═══ TEXT SECTION ═══

Grand Diomande Research · Full HTML Reader

KARL - Trajectory Memory Ledger

KARL is the reference implementation of the Trajectory Memory Ledger: a schema-normalized experience replay layer for AI coding agents. It records what an agent does during real work sessions, normalizes those recordings into a schema-v2 trajectory store, scores them with a six-signal reward engine, and uses the highest-scoring trajectories to improve future performance through LoRA fine-tuning and learned skill routing.

Agents That Account for Themselves research note experiment writeup candidate score 24 .md

Full Public Reader

KARL - Trajectory Memory Ledger

KARL is the reference implementation of the Trajectory Memory Ledger: a schema-normalized experience replay layer for AI coding agents. It records what an agent does during real work sessions, normalizes those recordings into a schema-v2 trajectory store, scores them with a six-signal reward engine, and uses the highest-scoring trajectories to improve future performance through LoRA fine-tuning and learned skill routing.

Based on the Trajectory Memory Ledger paper ([arXiv 2603.05218](https://arxiv.org/abs/2603.05218)).

How It Works

User Prompt
    |
    v
[Tap A] Init session buffer + shadow route (vector similarity)
    |
    v
Agent works: Read, Edit, Bash, Grep, ...
    |
    v
[Tap B] Record each tool call (name, params, success/fail)
    |
    v
Agent finishes
    |
    v
[Tap C] Flush buffer -> compute six-signal reward -> trajectories.jsonl
    |
    v
Next prompt arrives
    |
    v
[Tap D] Detect corrections ("no, I meant...", "try again") -> annotate previous

The trajectory store grows over time. The current normalized store contains 7,468 scored trajectories, 67,409 observed tool events, and 73,470 recovered tool steps. The best trajectories are exported as advantage-weighted SFT data and used to train a LoRA adapter via MLX; the current export contains 3,678 ChatML examples split into 3,310 train and 368 validation rows.

═══ INFORMATION PROVIDED ═══

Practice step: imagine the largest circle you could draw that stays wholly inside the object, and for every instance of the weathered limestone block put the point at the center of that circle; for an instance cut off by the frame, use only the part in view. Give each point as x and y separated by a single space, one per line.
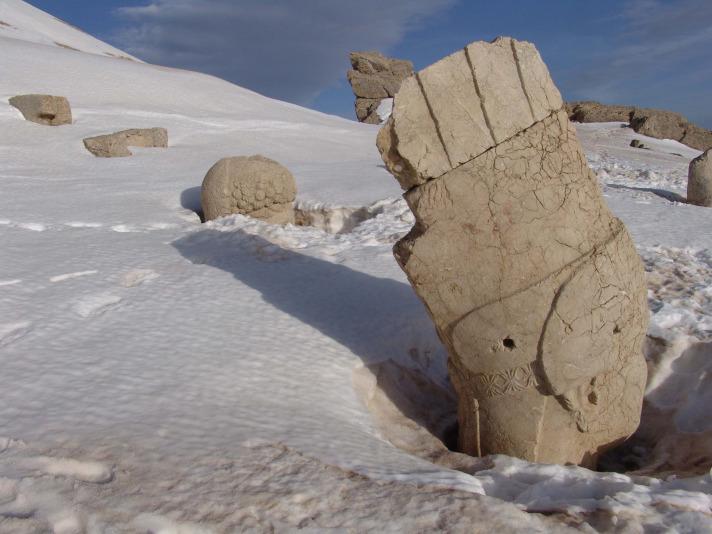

═══

PROMPT ::
Copy the KARL text starting at "Full Public Reader" and ending at "route (vector similarity)", swapping "six-signal" for "multi-signal" each time it occurs.

WORKED ANSWER ::
Full Public Reader

KARL - Trajectory Memory Ledger

KARL is the reference implementation of the Trajectory Memory Ledger: a schema-normalized experience replay layer for AI coding agents. It records what an agent does during real work sessions, normalizes those recordings into a schema-v2 trajectory store, scores them with a multi-signal reward engine, and uses the highest-scoring trajectories to improve future performance through LoRA fine-tuning and learned skill routing.

Based on the Trajectory Memory Ledger paper ([arXiv 2603.05218](https://arxiv.org/abs/2603.05218)).

How It Works

User Prompt
    |
    v
[Tap A] Init session buffer + shadow route (vector similarity)